- _Input_

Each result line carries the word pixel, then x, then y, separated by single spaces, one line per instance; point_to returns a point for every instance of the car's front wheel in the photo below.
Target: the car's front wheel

* * *

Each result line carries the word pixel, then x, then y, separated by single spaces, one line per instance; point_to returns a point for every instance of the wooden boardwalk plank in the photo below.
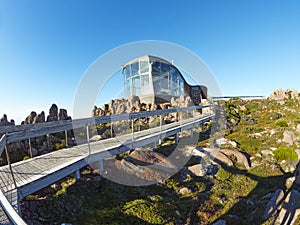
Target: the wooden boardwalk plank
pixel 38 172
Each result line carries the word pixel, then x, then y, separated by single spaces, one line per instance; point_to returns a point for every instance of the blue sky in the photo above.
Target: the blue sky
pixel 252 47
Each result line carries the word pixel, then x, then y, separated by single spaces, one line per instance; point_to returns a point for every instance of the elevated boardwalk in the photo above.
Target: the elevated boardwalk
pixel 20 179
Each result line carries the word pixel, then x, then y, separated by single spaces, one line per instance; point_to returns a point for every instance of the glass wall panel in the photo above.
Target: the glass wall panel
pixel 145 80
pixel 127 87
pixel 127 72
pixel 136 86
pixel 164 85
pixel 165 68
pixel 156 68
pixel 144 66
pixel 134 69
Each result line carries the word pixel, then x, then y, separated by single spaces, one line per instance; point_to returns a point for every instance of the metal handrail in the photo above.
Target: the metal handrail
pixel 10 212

--

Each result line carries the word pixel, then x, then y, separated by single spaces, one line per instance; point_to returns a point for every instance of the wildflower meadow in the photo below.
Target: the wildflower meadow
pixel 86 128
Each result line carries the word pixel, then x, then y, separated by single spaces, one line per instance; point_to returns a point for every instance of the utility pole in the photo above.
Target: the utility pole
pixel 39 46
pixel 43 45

- _Task to carry out_
In the listing above, find the line with "wheel in the photo below." and the line with "Target: the car's front wheel"; set down exactly those two lines and every line between them, nothing more.

- _Written response_
Each result line carries the word pixel, then x, then y, separated by single spaces, one line per instance; point_to returns a point for every instance of the car's front wheel in the photo below.
Target: the car's front wheel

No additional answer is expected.